Exercise details: Return every line of the rows below that contains the word "mast".
═══ Records for this task ═══
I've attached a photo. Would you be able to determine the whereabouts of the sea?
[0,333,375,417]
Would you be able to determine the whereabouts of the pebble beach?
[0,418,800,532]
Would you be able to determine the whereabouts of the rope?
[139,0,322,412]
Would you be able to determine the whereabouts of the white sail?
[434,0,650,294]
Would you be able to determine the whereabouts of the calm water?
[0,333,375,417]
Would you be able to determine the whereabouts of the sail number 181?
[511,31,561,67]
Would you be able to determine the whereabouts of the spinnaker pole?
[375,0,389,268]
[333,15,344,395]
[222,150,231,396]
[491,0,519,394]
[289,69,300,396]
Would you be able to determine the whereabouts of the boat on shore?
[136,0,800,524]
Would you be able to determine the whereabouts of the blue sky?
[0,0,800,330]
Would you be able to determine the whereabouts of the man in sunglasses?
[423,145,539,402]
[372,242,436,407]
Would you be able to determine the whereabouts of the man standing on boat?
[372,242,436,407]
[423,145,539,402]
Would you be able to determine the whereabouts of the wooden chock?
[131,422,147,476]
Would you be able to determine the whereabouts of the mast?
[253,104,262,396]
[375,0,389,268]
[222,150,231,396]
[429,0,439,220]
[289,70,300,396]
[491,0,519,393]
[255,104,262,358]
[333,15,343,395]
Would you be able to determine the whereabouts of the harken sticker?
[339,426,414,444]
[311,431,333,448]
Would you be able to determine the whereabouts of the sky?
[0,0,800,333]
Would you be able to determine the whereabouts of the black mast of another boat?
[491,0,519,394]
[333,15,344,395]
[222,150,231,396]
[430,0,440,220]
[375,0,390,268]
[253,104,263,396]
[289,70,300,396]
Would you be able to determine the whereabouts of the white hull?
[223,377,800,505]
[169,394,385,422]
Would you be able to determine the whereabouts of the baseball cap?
═══
Task solution:
Would you be able to determine the whereabouts of the mast?
Would you be able to determine the whereabouts of the black mast of another boat?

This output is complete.